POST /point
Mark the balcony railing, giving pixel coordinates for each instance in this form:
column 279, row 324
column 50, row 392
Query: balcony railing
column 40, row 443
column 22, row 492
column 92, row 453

- _Problem details_:
Beginning with the line that contains "column 279, row 324", restate word for word each line through the last one in the data, and write nothing more.

- _Response below_:
column 279, row 324
column 50, row 392
Query: balcony railing
column 40, row 443
column 22, row 492
column 92, row 453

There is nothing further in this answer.